Document excerpt =>
Killing our future

I will make no secret of the fact that I begin this in a low mood, with a cloud of melancholy descending on me. I have been off work with a viral infection for the past few days, so I suppose a weakness of spirit is only to be expected, but it is not that. Sometimes you tell yourself when you are ill that at least the time off will give you time to do some other jobs, but it doesn’t work that way: the headaches and dizziness just make you lethargic, driving you into a meandering state of mind that seeks lazy entertainment in day-time-television and glossy magazines. Well I don’t own a TV and you can only flick through the Misco catalogue once before it strikes you as rather pointless. But there is still the Internet, temporarily restored for the sake of a broken laptop.

Work request 1 =>
In the passage "Killing our future," what has kept the writer off work for the past few days?
Work request 2 =>
Write the next part of the passage "Killing our future," picking up after its final sentence.
The data that follows has no connection to the passage "Killing our future."

Images for locating objects
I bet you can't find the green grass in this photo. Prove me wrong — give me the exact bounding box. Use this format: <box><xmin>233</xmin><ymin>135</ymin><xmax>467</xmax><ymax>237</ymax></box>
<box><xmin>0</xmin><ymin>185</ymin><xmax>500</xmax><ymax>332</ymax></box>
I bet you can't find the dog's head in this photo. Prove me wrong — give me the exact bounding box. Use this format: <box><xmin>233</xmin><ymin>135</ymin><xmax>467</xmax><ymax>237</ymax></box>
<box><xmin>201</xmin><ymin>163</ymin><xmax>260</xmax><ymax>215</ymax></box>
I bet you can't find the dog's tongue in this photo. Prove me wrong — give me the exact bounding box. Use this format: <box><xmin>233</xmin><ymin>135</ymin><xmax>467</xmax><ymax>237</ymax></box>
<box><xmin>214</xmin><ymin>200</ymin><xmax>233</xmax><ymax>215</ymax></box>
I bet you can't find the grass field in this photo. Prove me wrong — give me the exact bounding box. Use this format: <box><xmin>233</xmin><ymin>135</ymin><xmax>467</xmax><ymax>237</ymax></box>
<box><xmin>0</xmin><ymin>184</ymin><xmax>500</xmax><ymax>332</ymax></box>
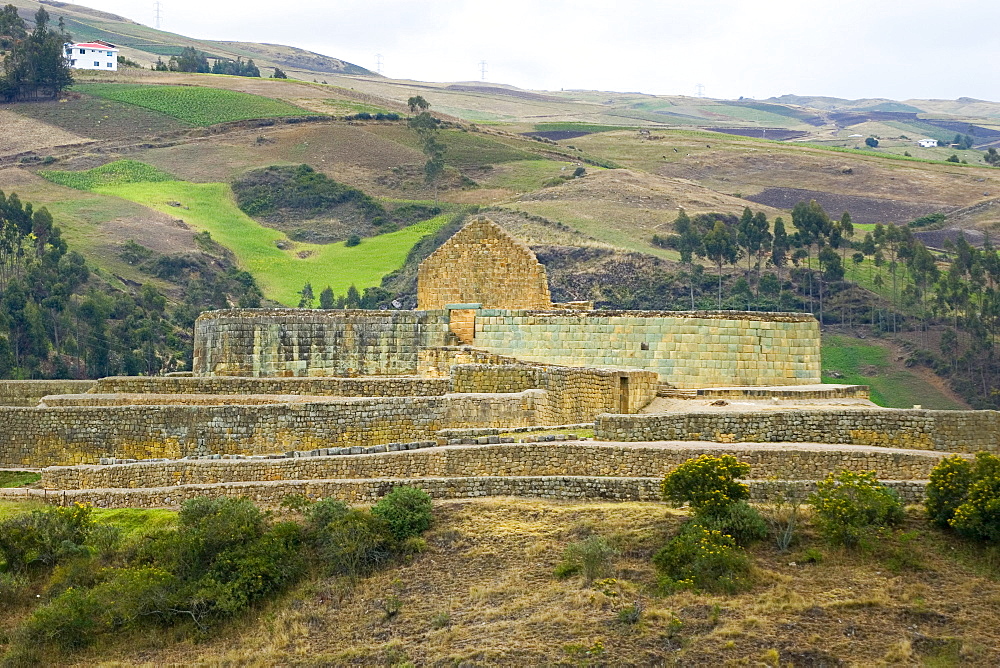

Written answer 1 =>
A viral infection.

Written answer 2 =>
Thus this afternoon I have had my fill of social heresy, delving into the latest offerings of Pilots for 9/11 Truth, Architects and Engineers for 9/11 Truth and Scholars for 9/11 Truth, which was all brought on by my watching the 60 Minutes clip on CBS about the detention of an innocent man at Guantanamo Bay for five years. I know, I know, I’m playing with fire, there will be an inquisition shortly to determine how I even dared type it into Google. And when I did, why I didn’t choose to learn about Stuttgart’s advances on the 966 (and particularly when I have been driving that battered old Fiesta for the past seven years; do I not aspire to anything, for crying out loud). Yes, I know, I shall be cast out for such brazen heresy, but I pray my alibi will suffice: ‘It was the Lemsip. I didn’t know what I was doing. I was asleep at the controls of the machine.’ Actually I didn’t have any Lemsip today because yesterday my Doctor said it was terrible stuff packed with adrenalin and useless junk, so I just had paracetamol instead (and that was in fact after watching nonsense, which I will get to in a little while).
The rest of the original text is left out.